Could you give every line of the records below as a Markdown table with the columns Row and Line, numbering each row and omitting blank lines? Leave the pictures out of your answer.

■ ■ ■ ■ ■

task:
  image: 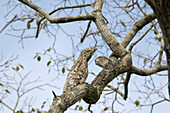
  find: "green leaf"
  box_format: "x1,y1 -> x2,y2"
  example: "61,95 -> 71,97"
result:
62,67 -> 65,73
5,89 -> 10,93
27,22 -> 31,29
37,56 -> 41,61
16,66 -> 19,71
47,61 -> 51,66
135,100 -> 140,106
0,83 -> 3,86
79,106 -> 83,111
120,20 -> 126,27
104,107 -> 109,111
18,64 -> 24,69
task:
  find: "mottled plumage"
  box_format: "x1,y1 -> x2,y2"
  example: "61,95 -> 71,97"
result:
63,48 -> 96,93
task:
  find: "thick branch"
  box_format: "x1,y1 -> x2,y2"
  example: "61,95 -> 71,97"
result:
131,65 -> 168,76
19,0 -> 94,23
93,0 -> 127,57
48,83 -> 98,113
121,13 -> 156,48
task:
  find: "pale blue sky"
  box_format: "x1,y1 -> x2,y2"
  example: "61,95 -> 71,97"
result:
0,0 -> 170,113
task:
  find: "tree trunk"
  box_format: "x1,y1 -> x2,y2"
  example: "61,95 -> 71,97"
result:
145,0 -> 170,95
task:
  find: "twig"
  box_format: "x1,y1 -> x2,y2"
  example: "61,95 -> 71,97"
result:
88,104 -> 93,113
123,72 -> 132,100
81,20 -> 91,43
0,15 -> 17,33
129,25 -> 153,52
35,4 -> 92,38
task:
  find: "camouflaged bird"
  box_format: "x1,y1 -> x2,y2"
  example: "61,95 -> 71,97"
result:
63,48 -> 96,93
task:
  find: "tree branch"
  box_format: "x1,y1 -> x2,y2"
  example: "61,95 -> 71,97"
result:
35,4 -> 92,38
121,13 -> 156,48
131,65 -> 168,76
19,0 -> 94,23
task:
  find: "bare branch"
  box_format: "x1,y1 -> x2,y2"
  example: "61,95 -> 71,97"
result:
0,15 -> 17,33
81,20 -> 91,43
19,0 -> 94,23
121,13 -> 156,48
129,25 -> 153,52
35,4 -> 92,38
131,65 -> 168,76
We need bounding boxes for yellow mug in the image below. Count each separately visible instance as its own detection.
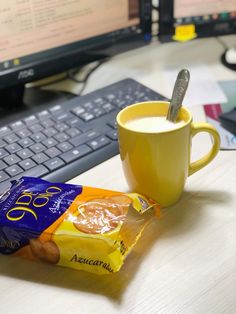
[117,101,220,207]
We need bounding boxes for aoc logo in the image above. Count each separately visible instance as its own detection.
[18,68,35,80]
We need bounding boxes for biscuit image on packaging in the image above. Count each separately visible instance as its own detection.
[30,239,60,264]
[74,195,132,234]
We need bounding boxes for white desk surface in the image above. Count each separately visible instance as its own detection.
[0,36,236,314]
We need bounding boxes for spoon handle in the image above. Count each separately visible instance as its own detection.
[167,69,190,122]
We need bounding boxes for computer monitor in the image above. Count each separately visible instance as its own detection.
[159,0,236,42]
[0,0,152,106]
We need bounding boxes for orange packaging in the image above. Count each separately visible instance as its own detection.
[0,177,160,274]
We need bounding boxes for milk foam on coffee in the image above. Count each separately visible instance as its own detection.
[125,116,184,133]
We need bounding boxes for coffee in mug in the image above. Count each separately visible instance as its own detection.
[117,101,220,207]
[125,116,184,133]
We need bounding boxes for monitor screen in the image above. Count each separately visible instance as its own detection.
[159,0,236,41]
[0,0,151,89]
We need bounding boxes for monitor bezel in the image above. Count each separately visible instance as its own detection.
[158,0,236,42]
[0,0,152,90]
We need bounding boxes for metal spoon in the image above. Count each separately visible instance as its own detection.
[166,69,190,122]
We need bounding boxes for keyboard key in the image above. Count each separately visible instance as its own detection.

■ ■ ■ ■ ■

▶ _ANSWER TO THIS EXERCISE_
| Row | Line |
|---|---|
| 1 | task: |
| 2 |   image:  |
| 3 |   find: "green leaf" |
| 4 |   box_format: "x1,y1 -> x2,y2" |
| 5 |   example: "61,95 -> 71,97" |
| 6 | result: |
| 7 | 62,67 -> 65,73 |
| 8 | 5,89 -> 10,93 |
| 9 | 27,22 -> 31,29 |
| 10 | 37,56 -> 41,61 |
| 11 | 16,66 -> 19,71 |
| 12 | 47,61 -> 51,66 |
| 13 | 135,100 -> 140,106 |
| 14 | 0,83 -> 3,86 |
| 15 | 79,106 -> 83,111 |
| 16 | 120,20 -> 126,27 |
| 17 | 104,107 -> 109,111 |
| 18 | 18,64 -> 24,69 |
| 19 | task: |
| 20 |   find: "mottled plumage" |
| 21 |   box_format: "x1,y1 -> x2,y2" |
| 22 |   example: "61,95 -> 71,97" |
| 23 | result: |
| 24 | 63,48 -> 96,93 |
| 25 | task: |
| 26 |   find: "thick branch" |
| 27 |   box_format: "x1,y1 -> x2,y2" |
| 28 |   example: "61,95 -> 71,97" |
| 29 | result: |
| 30 | 131,65 -> 168,76 |
| 31 | 19,0 -> 94,23 |
| 32 | 93,0 -> 127,57 |
| 33 | 48,83 -> 98,113 |
| 34 | 121,13 -> 156,48 |
| 35 | task: |
| 36 |   find: "pale blue sky" |
| 37 |   box_format: "x1,y1 -> x2,y2" |
| 38 |   example: "61,95 -> 71,97" |
| 39 | result: |
| 40 | 0,0 -> 170,113 |
| 41 | task: |
| 42 |   find: "tree trunk" |
| 43 |   box_format: "x1,y1 -> x2,y2" |
| 44 |   example: "61,95 -> 71,97" |
| 45 | result: |
| 46 | 145,0 -> 170,95 |
| 47 | task: |
| 48 |   find: "twig" |
| 49 |   box_format: "x1,y1 -> x2,y2" |
| 50 |   example: "61,95 -> 71,97" |
| 51 | result: |
| 52 | 88,104 -> 93,113 |
| 53 | 123,72 -> 132,100 |
| 54 | 81,20 -> 91,43 |
| 55 | 0,15 -> 17,33 |
| 56 | 129,25 -> 153,52 |
| 57 | 35,4 -> 92,38 |
| 58 | task: |
| 59 |   find: "camouflaged bird" |
| 60 |   box_format: "x1,y1 -> x2,y2" |
| 61 |   example: "61,95 -> 71,97" |
| 62 | result: |
| 63 | 63,48 -> 96,93 |
| 64 | task: |
| 65 |   find: "tree branch" |
| 66 |   box_format: "x1,y1 -> x2,y2" |
| 67 |   example: "61,95 -> 71,97" |
| 68 | result: |
| 69 | 35,4 -> 92,38 |
| 70 | 121,13 -> 156,48 |
| 71 | 131,65 -> 168,76 |
| 72 | 19,0 -> 94,23 |
| 73 | task: |
| 74 |   find: "bare branch" |
| 75 |   box_format: "x1,y1 -> x2,y2" |
| 76 |   example: "61,95 -> 71,97" |
| 77 | result: |
| 78 | 0,15 -> 17,33 |
| 79 | 81,20 -> 91,43 |
| 80 | 19,0 -> 94,23 |
| 81 | 121,13 -> 156,48 |
| 82 | 129,25 -> 153,52 |
| 83 | 35,4 -> 92,38 |
| 84 | 131,65 -> 168,76 |
| 85 | We need bounding boxes for yellow mug in the image below. Count each separately visible instance as its own detection. |
| 86 | [117,101,220,207] |
| 87 | We need bounding boxes for aoc logo in the image above. Count each separately visible instance as its own detection. |
| 88 | [18,68,35,80] |
| 89 | We need bounding boxes for biscuit image on packaging in the image above. Count each separately visible instance as its own detection. |
| 90 | [30,239,60,264] |
| 91 | [74,195,132,234] |
| 92 | We need bounding boxes for white desk surface in the image above. Count each separately visible instance as its own detection. |
| 93 | [0,36,236,314] |
| 94 | We need bounding boxes for spoon handle in the image above. Count each separately visible instance as its own detection. |
| 95 | [167,69,190,122] |
| 96 | We need bounding boxes for computer monitor in the image above. Count each separately visible instance as its own detection. |
| 97 | [159,0,236,42] |
| 98 | [0,0,152,106] |
| 99 | We need bounding boxes for orange packaging in the image above. Count each separately visible instance as its own detection. |
| 100 | [0,177,160,274] |
| 101 | We need bounding boxes for milk foam on coffee in the image above. Count each separately visible instance as its own detection. |
| 102 | [125,116,184,133] |
| 103 | We need bounding boxes for coffee in mug in the image above. Count each separately visible instance as its own detection. |
| 104 | [117,101,220,207] |
| 105 | [125,116,184,133] |
| 106 | We need bounding boxes for monitor screen in the image above. Count each separately visible instance as its own detection. |
| 107 | [159,0,236,41] |
| 108 | [0,0,151,89] |
| 109 | We need bounding boxes for monitor bezel in the image above. Count each separately visible instance as its own detection. |
| 110 | [158,0,236,42] |
| 111 | [0,0,152,90] |
| 112 | We need bounding boxes for metal spoon in the image above. Count each separately visible instance as its own detection. |
| 113 | [166,69,190,122] |
| 114 | We need bounding boxes for keyboard key in the image above. Count each separately visible instance as its own detection. |